- [Problem 1]:
Please reproduce the data model notes word for word, from "Dan’s argument: DataRecord" to "set of DataRecords.".
- [Problem 2]:
Continue the notes on DataStructure and Viewpoint after their last sentence.

:: Page extract ::

Dan’s argument: DataRecord and DataStructure store data, but Viewpoint stores relationships

Flavio: DataStructure has homogeneous DataRecords only (confirmed by Ornulf)

THUS - need to add to DataStructure definition that it is a homogeneous set of DataRecords.


Agreed that the following needs to be added to the model documentation:

  • A DataStructure can have no DataRecords and therefore no DataPoints - i.e. no records yet collected. It must however have IVs to define what the DataRecord should look like.

  • A DataStructure is a Collection of homogeneous DataRecords

  • A DataRecord must have DataPoints.

  • The DataPoints are then populated with Datums

  • Ordering of IVs would be OPTIONAL (not always appropriate in a Logical structure)


Further questions:

Dan: How do we associated specific Viewpoints with the DataStructure?

Jay: Can a Viewpoint describe, for example, an RDF triple? Dan suggests that this might be possible to do with the use of Roles (e.g. Predicate is defined as an Identifier role for an IV)

:::
:: Information ::

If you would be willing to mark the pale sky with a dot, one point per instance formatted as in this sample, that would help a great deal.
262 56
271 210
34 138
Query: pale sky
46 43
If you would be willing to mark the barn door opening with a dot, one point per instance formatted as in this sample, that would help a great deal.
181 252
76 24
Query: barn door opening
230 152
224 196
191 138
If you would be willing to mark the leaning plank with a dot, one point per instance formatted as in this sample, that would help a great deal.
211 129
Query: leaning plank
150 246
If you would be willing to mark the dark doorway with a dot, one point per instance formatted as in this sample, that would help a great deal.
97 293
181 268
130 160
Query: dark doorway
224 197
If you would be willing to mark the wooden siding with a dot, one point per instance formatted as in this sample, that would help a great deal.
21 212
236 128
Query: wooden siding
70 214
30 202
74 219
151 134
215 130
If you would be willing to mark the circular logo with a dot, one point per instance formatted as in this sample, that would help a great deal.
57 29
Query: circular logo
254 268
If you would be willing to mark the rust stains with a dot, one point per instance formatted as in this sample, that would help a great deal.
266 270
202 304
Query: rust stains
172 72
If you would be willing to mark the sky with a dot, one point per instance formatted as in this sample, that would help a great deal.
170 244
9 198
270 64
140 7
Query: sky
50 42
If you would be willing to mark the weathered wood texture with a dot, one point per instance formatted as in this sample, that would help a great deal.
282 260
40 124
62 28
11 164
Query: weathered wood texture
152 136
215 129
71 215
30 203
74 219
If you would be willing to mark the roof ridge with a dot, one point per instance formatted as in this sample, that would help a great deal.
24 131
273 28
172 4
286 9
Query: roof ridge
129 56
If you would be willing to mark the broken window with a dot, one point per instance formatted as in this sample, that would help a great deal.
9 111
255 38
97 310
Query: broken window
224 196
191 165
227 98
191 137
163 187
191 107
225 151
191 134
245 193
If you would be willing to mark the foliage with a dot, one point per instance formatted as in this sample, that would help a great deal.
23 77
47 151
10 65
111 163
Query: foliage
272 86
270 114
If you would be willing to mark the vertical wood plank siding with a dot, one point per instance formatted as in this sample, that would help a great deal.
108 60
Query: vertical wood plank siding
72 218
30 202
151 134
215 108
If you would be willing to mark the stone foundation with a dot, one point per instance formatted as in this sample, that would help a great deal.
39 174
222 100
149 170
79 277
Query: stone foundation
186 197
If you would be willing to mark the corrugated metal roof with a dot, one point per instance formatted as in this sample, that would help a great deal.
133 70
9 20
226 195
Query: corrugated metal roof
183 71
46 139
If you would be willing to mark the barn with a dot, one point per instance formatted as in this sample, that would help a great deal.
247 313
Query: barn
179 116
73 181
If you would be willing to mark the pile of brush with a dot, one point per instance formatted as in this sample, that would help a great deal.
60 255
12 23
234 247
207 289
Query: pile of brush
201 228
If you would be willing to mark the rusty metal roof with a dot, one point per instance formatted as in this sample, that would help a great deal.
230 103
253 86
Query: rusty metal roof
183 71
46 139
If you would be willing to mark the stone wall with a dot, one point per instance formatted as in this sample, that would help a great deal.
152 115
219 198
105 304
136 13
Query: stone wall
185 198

:::

- [Task output 1]:
Dan’s argument: DataRecord and DataStructure store data, but Viewpoint stores relationships

Flavio: DataStructure has homogeneous DataRecords only (confirmed by Ornulf)

THUS - need to add to DataStructure definition that it is a homogeneous set of DataRecords.

- [Task output 2]:
Ornulf noted that some of the uses here are documented in the paper from he and Dan authored at the Dagstuhl sprint

https://docs.google.com/document/d/1-vxWdastNsTWMf8qlR35wj1128FNSX-4YBrA_MJBaLk/edit 


Different Viewpoints could be layered on top of the DataRecord. You also don’t necessarily need to use the Viewpoint.


Dan S. noted than that three layers that can be used:

  1. Logical description of a DataStructure
  2. DataRecords and DataPoints
  3. Viewpoints

You will always need to use the DataStructure, but the other two will be optional

DataStructure will therefore have the following relationships:

  • Viewpoints (0 to Many) associated with a DataStructure.
  • DataRecord (0 to Many) associated with a DataStructure.
  • InstanceVariable (specifies Order and specifiesIdentifierOrder)


2. ORDERING:

Agreed that Ordering of DataRecords in DataStructure should be possible but OPTIONAL.

Ordering of InstanceVariables in a DataStructure still needs to be clarified.


3. Usecases

This point wasn't covered directly in the discussion. Agreed that there is a need for testing usecases against the model now, but need to finalise the clean-up of Lion (per Wendy Thomas's review - see minutes below). Agreed therefore that Flavio would update Lion/Drupal, and we would have a special meeting Monday Jan 25 to review this, ahead of the regular meeting on Jan 28. Steve, Jay and Flavio will convene the review meeting, with others welcome if available.


Actions:

  1. Flavio to update the model, and then Flavio/Jay/Steve to meet and confirm. (Special meeting invite for Monday week meeting).
  2. Flavio to circulate model updates to Dan G as well.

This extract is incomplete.